• _TEXTO DE LECTURA_
Diario de Valladolid

EL SIGLO DE DELIBES

Abanico de nostalgias

Como describe y nos advierte el profesor Brasas Egido, la tradición artística de Valladolid durante el siglo veinte se encuentra muy lejos del esplendor renacentista y barroco, cuando una de las menciones a la procedencia vallisoletana tenía que ver con el oficio pictórico: De Valladolid, pintor. Sin embargo, su escuela de Artes y Oficios, vinculada a la Academia, alojó en la ciudad pujante del tránsito decimonónico al siglo veinte a profesionales docentes como Martí y Monsó o Sánchez Santarén, cuyas enseñanzas dieron lugar a la coincidencia de una serie de artistas locales de primer nivel: Anselmo Miguel Nieto (1881-1964), Eduardo García Benito (1891-1981) o Aurelio García Lesmes (1884-1942); acompañados en un segundo rango por Raimundo Castro-Cires (1894-1970), Manuel Mucientes (1897-1960) o Francisco Galicia (1894-1976)

• _ÍTEMS PROPORCIONADOS_
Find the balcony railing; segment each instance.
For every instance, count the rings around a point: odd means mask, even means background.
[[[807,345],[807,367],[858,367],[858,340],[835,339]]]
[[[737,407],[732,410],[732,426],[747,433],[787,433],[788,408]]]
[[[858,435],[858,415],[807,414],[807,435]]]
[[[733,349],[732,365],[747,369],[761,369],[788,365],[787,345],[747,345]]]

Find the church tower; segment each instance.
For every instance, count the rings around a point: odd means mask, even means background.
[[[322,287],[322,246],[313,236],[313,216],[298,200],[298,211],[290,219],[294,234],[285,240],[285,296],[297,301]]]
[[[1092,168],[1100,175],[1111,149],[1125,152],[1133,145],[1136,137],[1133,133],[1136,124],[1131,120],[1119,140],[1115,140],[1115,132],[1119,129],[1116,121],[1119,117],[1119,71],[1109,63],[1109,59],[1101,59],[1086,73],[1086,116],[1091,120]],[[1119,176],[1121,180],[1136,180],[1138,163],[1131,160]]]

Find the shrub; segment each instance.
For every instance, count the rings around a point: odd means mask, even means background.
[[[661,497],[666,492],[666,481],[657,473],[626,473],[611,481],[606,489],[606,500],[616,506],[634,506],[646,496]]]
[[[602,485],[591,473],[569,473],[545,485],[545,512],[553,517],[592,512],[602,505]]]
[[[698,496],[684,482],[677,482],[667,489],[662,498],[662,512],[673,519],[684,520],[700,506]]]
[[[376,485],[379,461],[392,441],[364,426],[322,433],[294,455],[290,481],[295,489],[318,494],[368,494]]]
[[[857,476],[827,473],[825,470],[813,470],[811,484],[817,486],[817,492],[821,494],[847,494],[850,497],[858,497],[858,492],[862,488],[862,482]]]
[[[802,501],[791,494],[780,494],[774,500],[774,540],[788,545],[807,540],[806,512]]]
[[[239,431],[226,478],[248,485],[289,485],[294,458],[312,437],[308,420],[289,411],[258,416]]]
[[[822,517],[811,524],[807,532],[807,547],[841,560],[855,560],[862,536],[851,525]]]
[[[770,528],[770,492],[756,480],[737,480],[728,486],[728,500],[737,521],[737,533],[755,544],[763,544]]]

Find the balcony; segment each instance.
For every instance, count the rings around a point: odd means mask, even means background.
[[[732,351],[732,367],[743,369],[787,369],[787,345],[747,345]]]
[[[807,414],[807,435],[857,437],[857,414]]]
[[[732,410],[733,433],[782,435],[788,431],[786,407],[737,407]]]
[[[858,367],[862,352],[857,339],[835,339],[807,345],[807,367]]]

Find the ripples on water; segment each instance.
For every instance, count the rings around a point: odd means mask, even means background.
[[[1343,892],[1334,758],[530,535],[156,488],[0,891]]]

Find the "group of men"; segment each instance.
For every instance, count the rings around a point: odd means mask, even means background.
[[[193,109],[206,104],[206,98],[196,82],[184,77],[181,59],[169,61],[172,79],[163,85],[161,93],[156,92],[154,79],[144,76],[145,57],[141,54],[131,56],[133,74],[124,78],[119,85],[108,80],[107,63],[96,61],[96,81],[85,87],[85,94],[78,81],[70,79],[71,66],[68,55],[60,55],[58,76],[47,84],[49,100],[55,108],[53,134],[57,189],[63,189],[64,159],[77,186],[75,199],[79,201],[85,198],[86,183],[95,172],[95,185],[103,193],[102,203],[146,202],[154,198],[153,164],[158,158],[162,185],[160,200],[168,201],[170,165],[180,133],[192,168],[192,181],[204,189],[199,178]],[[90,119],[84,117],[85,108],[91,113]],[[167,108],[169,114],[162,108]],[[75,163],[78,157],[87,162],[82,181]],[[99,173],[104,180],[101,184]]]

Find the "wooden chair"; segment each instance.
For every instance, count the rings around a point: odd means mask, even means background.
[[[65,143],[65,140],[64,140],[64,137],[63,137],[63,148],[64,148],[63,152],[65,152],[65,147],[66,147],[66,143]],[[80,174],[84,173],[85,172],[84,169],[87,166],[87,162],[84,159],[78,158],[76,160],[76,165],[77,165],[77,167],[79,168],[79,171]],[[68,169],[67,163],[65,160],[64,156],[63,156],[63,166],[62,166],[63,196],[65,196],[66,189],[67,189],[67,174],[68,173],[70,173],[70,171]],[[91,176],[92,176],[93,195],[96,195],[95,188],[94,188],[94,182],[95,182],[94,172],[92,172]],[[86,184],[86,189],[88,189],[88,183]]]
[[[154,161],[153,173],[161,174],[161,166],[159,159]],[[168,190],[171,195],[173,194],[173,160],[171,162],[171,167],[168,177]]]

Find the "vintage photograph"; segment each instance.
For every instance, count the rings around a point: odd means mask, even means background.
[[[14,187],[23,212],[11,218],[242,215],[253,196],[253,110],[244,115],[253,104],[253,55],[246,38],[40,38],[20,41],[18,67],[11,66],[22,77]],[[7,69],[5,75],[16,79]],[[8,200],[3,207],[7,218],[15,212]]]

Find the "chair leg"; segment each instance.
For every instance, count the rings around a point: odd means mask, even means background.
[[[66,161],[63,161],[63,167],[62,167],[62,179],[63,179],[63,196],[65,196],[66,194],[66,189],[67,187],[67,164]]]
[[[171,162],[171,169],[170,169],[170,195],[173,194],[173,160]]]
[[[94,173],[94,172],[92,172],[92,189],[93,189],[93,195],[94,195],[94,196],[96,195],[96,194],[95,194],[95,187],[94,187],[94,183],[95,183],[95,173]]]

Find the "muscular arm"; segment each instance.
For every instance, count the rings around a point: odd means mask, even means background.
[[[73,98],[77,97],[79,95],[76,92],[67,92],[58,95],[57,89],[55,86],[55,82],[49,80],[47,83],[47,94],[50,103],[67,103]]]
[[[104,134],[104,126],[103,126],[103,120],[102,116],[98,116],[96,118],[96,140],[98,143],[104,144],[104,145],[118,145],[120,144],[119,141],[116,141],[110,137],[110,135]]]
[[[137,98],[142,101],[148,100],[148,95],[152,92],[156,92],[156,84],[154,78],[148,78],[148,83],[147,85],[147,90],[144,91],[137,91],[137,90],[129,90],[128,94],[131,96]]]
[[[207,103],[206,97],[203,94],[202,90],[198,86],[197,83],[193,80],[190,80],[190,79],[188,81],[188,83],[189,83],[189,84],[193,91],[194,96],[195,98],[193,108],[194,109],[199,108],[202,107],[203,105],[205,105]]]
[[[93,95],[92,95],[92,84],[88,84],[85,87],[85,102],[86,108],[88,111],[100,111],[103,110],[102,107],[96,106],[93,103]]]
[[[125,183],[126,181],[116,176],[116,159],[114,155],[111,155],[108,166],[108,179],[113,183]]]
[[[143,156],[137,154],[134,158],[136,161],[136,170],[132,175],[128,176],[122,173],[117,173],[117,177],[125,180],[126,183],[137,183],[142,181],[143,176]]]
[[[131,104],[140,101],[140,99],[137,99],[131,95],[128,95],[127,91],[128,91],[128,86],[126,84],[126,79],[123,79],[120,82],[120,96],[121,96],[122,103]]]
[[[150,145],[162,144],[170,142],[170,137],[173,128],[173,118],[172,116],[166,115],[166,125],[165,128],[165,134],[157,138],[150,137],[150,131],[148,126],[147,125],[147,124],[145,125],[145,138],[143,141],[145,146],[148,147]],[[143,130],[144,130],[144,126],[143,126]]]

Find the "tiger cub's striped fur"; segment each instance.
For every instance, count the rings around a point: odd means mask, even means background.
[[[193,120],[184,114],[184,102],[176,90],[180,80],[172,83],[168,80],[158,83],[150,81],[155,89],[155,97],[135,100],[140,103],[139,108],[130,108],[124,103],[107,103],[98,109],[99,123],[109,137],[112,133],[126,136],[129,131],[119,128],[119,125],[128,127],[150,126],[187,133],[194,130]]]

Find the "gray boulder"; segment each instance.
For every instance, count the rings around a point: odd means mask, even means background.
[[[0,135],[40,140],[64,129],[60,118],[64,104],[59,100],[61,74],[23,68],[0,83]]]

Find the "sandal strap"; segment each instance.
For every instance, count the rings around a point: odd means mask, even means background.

• _INSTRUCCIONES_
A: Responde a estas preguntas sobre el texto de lectura:
(i) ¿Qué mención a la procedencia vallisoletana se relaciona con el oficio pictórico?
(ii) ¿A qué institución estaba vinculada la escuela de Artes y Oficios?
(iii) ¿En qué años vivió Aurelio García Lesmes?
B: Convierte en una lista breve el párrafo del texto de lectura que empieza por «Como describe y nos advierte», sin perder sus datos principales.
C: Enumera todos los artistas que el texto de lectura presenta con sus años de nacimiento y muerte, junto con esas fechas.
Los ítems provienen de una fuente distinta.

• _SOLUCIONES_
A:
(i) «De Valladolid, pintor».
(ii) A la Academia.
(iii) De 1884 a 1942.

B:
- Según el profesor Brasas Egido, la tradición artística de Valladolid en el siglo veinte queda muy lejos del esplendor renacentista y barroco, cuando se decía «De Valladolid, pintor».
- La escuela de Artes y Oficios, vinculada a la Academia, acogió en el paso del siglo diecinueve al veinte a docentes como Martí y Monsó o Sánchez Santarén.
- De sus enseñanzas surgieron artistas locales de primer nivel: Anselmo Miguel Nieto, Eduardo García Benito y Aurelio García Lesmes.
- En un segundo rango figuran Raimundo Castro-Cires, Manuel Mucientes y Francisco Galicia.

C:
- Anselmo Miguel Nieto (1881-1964)
- Eduardo García Benito (1891-1981)
- Aurelio García Lesmes (1884-1942)
- Raimundo Castro-Cires (1894-1970)
- Manuel Mucientes (1897-1960)
- Francisco Galicia (1894-1976)